> Exercise goal: Leave out every picture, then transcribe the rest of the listing exactly.

(Records from a point labeling set)
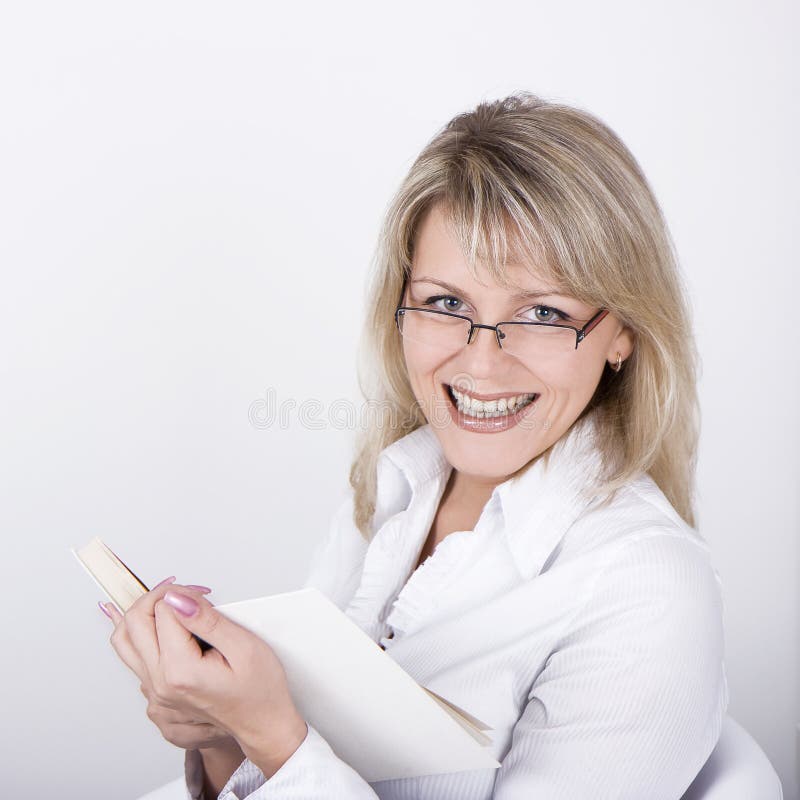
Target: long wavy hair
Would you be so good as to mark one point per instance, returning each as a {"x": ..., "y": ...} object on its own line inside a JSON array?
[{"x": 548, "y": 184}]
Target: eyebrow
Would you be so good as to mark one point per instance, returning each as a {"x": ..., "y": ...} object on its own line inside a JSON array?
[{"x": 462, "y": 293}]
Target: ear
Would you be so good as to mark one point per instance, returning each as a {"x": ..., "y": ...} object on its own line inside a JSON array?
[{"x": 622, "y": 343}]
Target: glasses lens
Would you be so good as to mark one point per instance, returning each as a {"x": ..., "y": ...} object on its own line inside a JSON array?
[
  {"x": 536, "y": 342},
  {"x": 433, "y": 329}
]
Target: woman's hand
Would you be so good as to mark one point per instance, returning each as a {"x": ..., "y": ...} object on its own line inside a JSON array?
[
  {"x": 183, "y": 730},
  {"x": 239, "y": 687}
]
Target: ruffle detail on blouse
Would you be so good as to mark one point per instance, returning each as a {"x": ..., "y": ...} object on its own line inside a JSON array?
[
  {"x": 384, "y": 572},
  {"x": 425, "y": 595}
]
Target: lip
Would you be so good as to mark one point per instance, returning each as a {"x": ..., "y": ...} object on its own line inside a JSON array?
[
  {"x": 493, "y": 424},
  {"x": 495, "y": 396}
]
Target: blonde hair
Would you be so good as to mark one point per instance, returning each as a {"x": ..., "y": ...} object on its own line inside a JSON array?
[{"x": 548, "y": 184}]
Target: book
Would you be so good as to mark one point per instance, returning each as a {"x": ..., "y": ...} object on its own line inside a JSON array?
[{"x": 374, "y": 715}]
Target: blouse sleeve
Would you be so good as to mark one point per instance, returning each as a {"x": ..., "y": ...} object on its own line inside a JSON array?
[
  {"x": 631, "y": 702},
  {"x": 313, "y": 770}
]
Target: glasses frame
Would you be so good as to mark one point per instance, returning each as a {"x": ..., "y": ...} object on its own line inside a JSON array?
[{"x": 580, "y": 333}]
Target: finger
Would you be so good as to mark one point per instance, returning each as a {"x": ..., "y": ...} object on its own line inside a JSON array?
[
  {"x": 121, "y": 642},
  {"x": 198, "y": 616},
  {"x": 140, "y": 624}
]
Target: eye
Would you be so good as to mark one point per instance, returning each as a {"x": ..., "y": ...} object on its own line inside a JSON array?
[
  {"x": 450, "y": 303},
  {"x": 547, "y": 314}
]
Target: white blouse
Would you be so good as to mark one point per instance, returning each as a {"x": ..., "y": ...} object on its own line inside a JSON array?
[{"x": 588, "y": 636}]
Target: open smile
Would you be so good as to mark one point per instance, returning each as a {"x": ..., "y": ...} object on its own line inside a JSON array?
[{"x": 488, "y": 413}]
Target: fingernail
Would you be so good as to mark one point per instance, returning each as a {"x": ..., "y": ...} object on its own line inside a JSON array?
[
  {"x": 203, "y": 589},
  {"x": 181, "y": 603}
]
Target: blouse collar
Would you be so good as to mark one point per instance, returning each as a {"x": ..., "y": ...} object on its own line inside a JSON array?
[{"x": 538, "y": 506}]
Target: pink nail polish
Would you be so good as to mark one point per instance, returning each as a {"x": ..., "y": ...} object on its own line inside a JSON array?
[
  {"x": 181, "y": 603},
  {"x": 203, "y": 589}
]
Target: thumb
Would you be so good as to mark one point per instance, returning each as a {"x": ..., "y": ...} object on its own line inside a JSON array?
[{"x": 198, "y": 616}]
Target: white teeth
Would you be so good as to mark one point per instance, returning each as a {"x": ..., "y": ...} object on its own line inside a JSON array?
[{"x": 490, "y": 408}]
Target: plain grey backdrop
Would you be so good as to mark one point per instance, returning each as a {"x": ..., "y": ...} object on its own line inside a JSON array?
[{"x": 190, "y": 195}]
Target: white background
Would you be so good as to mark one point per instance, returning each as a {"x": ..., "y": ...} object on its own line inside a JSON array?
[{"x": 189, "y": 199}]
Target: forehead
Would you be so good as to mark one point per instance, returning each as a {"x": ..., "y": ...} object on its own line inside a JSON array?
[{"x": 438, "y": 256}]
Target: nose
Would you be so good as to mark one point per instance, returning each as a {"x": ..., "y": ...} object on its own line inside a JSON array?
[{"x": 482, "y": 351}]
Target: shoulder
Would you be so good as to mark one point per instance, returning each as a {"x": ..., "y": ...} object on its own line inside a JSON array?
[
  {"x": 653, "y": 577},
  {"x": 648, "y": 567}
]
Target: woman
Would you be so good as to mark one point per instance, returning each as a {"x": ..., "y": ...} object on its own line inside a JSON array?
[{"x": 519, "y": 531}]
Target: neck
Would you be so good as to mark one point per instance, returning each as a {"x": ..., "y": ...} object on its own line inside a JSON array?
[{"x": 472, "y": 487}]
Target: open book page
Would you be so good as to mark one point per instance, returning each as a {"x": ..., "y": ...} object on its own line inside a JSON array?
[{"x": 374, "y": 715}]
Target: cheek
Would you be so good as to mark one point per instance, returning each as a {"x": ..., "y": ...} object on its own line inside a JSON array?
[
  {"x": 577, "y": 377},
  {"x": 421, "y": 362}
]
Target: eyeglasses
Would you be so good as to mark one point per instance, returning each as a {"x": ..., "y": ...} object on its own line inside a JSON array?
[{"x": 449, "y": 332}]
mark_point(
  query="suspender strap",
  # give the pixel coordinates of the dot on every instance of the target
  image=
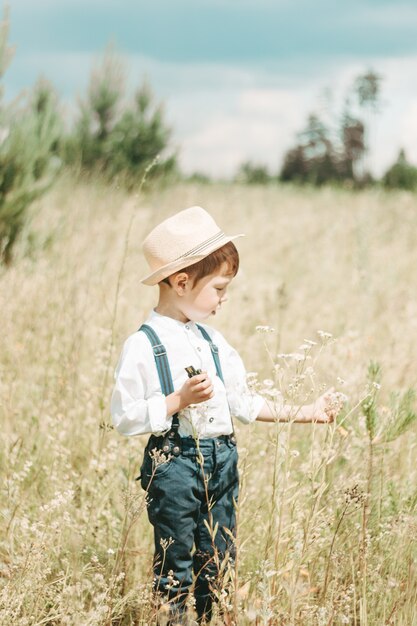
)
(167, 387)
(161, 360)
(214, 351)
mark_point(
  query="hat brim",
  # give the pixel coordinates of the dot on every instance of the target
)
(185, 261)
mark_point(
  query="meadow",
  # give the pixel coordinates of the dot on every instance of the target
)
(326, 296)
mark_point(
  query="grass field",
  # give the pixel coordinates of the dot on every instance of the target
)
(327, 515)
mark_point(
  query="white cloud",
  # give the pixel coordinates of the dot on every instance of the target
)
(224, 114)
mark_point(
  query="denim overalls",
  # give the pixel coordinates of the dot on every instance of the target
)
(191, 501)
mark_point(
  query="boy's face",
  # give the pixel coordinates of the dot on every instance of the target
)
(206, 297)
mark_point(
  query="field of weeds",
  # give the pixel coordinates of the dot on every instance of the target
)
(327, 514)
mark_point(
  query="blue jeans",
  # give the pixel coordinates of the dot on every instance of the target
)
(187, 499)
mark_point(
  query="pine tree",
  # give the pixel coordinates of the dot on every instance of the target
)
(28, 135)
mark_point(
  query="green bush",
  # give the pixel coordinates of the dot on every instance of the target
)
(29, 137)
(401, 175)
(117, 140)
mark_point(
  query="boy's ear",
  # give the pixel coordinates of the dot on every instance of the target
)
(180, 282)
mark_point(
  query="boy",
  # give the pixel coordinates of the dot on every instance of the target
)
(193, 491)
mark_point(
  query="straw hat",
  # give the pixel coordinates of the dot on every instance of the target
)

> Written solution:
Target: long wavy hair
Would you be so good as to mark one point per instance, returning each as a {"x": ..., "y": ...} object on its own line inside a JSON array?
[{"x": 548, "y": 184}]
Target: eyebrow
Would you be so good as to mark one point per instance, returning each as a {"x": ..., "y": ...} object on its own line inside a JSON array?
[{"x": 462, "y": 293}]
Target: ear
Would you be so good as to mark one point per instance, returning each as a {"x": ..., "y": ...} object on its own line inside a JSON array?
[{"x": 622, "y": 343}]
Target: glasses lens
Would you be so good as to mark one point per instance, returning each as a {"x": ..., "y": ...} object on its own line inside a JSON array?
[
  {"x": 536, "y": 342},
  {"x": 433, "y": 329}
]
Target: woman's hand
Would you be so good as to mark one point per instance, returning each as a {"x": ..., "y": ...} object on its own line inside a JSON array?
[
  {"x": 183, "y": 730},
  {"x": 239, "y": 687}
]
Target: ruffle detail on blouse
Would you be so good as to mark one point per instance, returning each as a {"x": ..., "y": ...} object on its own line inside a JSON array?
[
  {"x": 384, "y": 572},
  {"x": 425, "y": 595}
]
Target: lip
Would you be so good as to mark one point per instance, returning each as a {"x": ..., "y": ...} object on its own line inside a JSON array?
[
  {"x": 493, "y": 424},
  {"x": 495, "y": 396}
]
Target: blonde hair
Would you be so good as to mark one point per instance, returning each as a {"x": ..., "y": ...} object on its own line inside a JSON array?
[{"x": 548, "y": 184}]
Target: book
Would you be so good as to mark one point per instance, returning each as a {"x": ..., "y": ...} object on its own line inside a JSON array?
[{"x": 374, "y": 715}]
Target: blouse sleeve
Would you be so good as to mark one point per instance, returning each as a {"x": ..., "y": ...} object on its own line inside a JSON array?
[
  {"x": 631, "y": 702},
  {"x": 313, "y": 770}
]
Target: glasses frame
Would you be so good as to mark one point per instance, returning each as a {"x": ..., "y": ...} object on its own line inside a JSON array?
[{"x": 580, "y": 333}]
Target: finger
Would you be so good as to mark one point per instance, returning each as a {"x": ..., "y": ...} object on its own line inside a JSON array?
[
  {"x": 121, "y": 642},
  {"x": 198, "y": 616},
  {"x": 140, "y": 624}
]
Target: eye
Would you be so good as to mark one point per instance, returning each as a {"x": ..., "y": ...} object on its own line inside a JSON array?
[
  {"x": 450, "y": 303},
  {"x": 547, "y": 314}
]
Target: white blouse
Would you be so good as to mark one point per instance, returning each as a {"x": ..., "y": ...} object on its own line inside a JSON array?
[{"x": 588, "y": 636}]
Target: open smile
Would you be so good as to mark one point per instance, returning each as a {"x": ..., "y": ...} object on its own line inside a JSON array?
[{"x": 488, "y": 413}]
Target: fingernail
Would you be so good as to mark one point per instance, returning each as a {"x": ..., "y": ...} object on its own line inside a JSON array?
[
  {"x": 203, "y": 589},
  {"x": 181, "y": 603}
]
Target: blouse collar
Would you be so good as to mark one point per instance, returning each as a {"x": ..., "y": ...} object on its own line inside a JSON array?
[{"x": 538, "y": 506}]
Target: pink nail polish
Would you be so good as to mark one point per instance, returning each as a {"x": ..., "y": ...} object on its own line inside a JSON array?
[
  {"x": 181, "y": 603},
  {"x": 203, "y": 589}
]
Target: thumb
Would you be so good as to mark one point per instance, returning each as a {"x": ..., "y": ...} object on its own line inside a JSON array?
[{"x": 198, "y": 616}]
Target: white teeth
Would you be so good as to mark one point per instance, returning each as a {"x": ..., "y": ...} object on its own line inside a JSON array?
[{"x": 490, "y": 408}]
Target: plain grey backdrop
Would you be so good as to mark one point per instance, returning each as a {"x": ..., "y": ...} object on its own line inside a JSON array?
[{"x": 190, "y": 195}]
Target: white background
Would you be so good as to mark one point per instance, returning each as a {"x": ..., "y": ...} object on its own line inside a JSON array?
[{"x": 189, "y": 199}]
Target: forehead
Would you be so good as to mark one point per instance, returning each as a {"x": ..., "y": ...} object on its own line inside a JSON array?
[{"x": 438, "y": 256}]
Target: nose
Would you be so good as to mark one point per instance, returning each as a {"x": ..., "y": ...} object on its own line inside a JSON array?
[{"x": 482, "y": 351}]
Target: shoulder
Would you be so good as to mark one point per instance, returning each as a {"x": ..., "y": ...} object on its own line inside a JSON array?
[
  {"x": 653, "y": 577},
  {"x": 648, "y": 567}
]
Target: woman
Would you be so good as to mark one point per instance, returning each as a {"x": ..., "y": ...} object on its own line inside a JSON array?
[{"x": 519, "y": 531}]
Target: neck
Would you be so good as to mark one point per instance, returning each as a {"x": ..., "y": ...} object on its own line inside a JSON array?
[{"x": 472, "y": 487}]
Target: open book page
Would you be so good as to mark one point per instance, returning each as a {"x": ..., "y": ...} object on its own line inside a JSON array?
[{"x": 374, "y": 715}]
Target: cheek
Would you be so good as to mark one point per instance, returning each as a {"x": ..., "y": ...} object on its own line inside a JSON array?
[
  {"x": 577, "y": 377},
  {"x": 421, "y": 362}
]
Target: eyeglasses
Would you be so good as to mark one point per instance, returning each as a {"x": ..., "y": ...} object on its own line inside a JSON array?
[{"x": 449, "y": 332}]
mark_point(
  query="suspender strap",
  # give the pixel coordinates of the dot on every instance of the target
  image=
)
(167, 387)
(161, 360)
(214, 351)
mark_point(
  query="hat brim",
  # give the pixel coordinates of the dot on every instance of the target
)
(185, 261)
mark_point(
  query="meadow",
  # give the pixel coordinates of the dot on every instance of the target
)
(326, 296)
mark_point(
  query="grass field",
  # give the pixel coordinates of the dot on every instance of the target
)
(327, 515)
mark_point(
  query="white cloud",
  # give the pixel coordinates of the dot on every instance of the target
)
(224, 114)
mark_point(
  query="denim overalls",
  # give the pixel coordinates of the dot on every instance of the target
)
(191, 501)
mark_point(
  query="boy's face",
  # give the pixel coordinates of the dot on every instance of the target
)
(206, 297)
mark_point(
  query="field of weeds",
  # give the pixel coordinates of the dot on every instance of the target
)
(327, 514)
mark_point(
  query="blue jeans",
  # give the pixel coordinates of the dot on every instance of the target
)
(187, 499)
mark_point(
  query="pine tree",
  # give the pixel coordinates of the dot on every instance of the target
)
(28, 135)
mark_point(
  query="green bush",
  # give the pixel coordinates of the dot on every instance of the target
)
(29, 137)
(401, 175)
(117, 140)
mark_point(
  query="boy's ear",
  # give the pixel coordinates of the dot on every instance of the target
)
(180, 282)
mark_point(
  query="boy",
  # give the pixel coordinates of the dot on every instance of the target
)
(193, 491)
mark_point(
  query="straw hat",
  # give the pixel coordinates of the dot on every instance of the target
)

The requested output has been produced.